本文:
=-=-=

岩手へボランティア、津波被害の三陸でがれき撤去【番外編】

文と写真:越智 隆治

写真:ワカメに塩を絡めるミキサーを引き上げる拡大ワカメに塩を絡めるミキサーを引き上げる

写真:ホタテ養殖用の網を引き上げると、砂泥が一緒に海中に巻き上がった拡大ホタテ養殖用の網を引き上げると、砂泥が一緒に海中に巻き上がった

写真:海中作業によって、浮遊物の舞う海中でけなげに卵を守り続けるアイナメのオス拡大海中作業によって、浮遊物の舞う海中でけなげに卵を守り続けるアイナメのオス

写真:金色の宝石のように美しいアイナメの卵拡大金色の宝石のように美しいアイナメの卵

写真:今回、がれき撤去作業に参加したダイバーたち。後列右から3人目がくまちゃんこと、佐藤寛志さん拡大今回、がれき撤去作業に参加したダイバーたち。後列右から3人目がくまちゃんこと、佐藤寛志さん

写真:海中に張られた土台のロープに、ワカメの種の付いた糸を巻き付ける作業を行う拡大海中に張られた土台のロープに、ワカメの種の付いた糸を巻き付ける作業を行う

写真:「良い感じで種が成長してるぞ」とうれしそうにワカメの種を引き上げる漁師さん
拡大「良い感じで種が成長してるぞ」とうれしそうにワカメの種を引き上げる漁師さん

 震災から8カ月が過ぎた。先日、5月に岩手の海中がれき撤去作業を手伝うボランティア作業に参加して以来、2度目のボランティアに参加してきた。今回作業を行ったのは、大船渡市三陸町越喜来(おきらい)の甫嶺(ほれい)・鬼沢漁港。

 この地域では、震災後発足した、NPO法人・三陸ボランティアダイバーズが、地元漁業関係者と協力して、津波後かなり早い時期から、ボランティアを熱望するダイバーを受け入れて、海中がれき撤去作業を継続して行っている。地元漁業関係者との協力体制もしっかり取れていて、他の被災エリアに先駆けて作業の効果は明白に現れている。

 しかしながら、撤去作業の範囲は広く、多くのボランティアダイバーががれきを引き揚げたとしても、海底には作業を必要とする場所はまだまだたくさんあるようだ。今回潜った甫嶺・鬼沢漁港でも、これまでに何回も作業が行われたと聞いていたが、この日も大量のがれきが海中から引き揚げられた。砂泥地の多い海中では、がれきにロープを結びつけて、船に引き揚げる作業を続ければ続けるほど、砂泥が巻き上がり、視界が阻まれる。目の前にいるダイバーでさえ、見えなくなることも。

=-=-=

出典抜粋:
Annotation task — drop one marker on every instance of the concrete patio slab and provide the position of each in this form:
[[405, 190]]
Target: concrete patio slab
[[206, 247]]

=-=-=

課題のねらい:
三陸の海中がれき撤去ボランティアについての本文を、最後の一文の後から引き継いで書き進めよ。

結果:
 前回訪れた時には、作業の状況を撮影することで精いっぱいだったが、今回は作業の合間にこの海中で生きる生物たちにも注目する時間があった。海中には、大きなウニやアワビが岩礁のあちこちに張り付いているのが目についた。アイナメという魚は、オスが卵を守るのだそうだが、この時期このアイナメのオスが単独で産みつけられた卵を守り続けるシーンが目についた。卵のアップシーンは驚くほど美しい。ほかにも、時折見かけるキヌバリや、タケギンポなど北の海に住む魚たちの姿に一時、心癒やされながらの作業が続いた。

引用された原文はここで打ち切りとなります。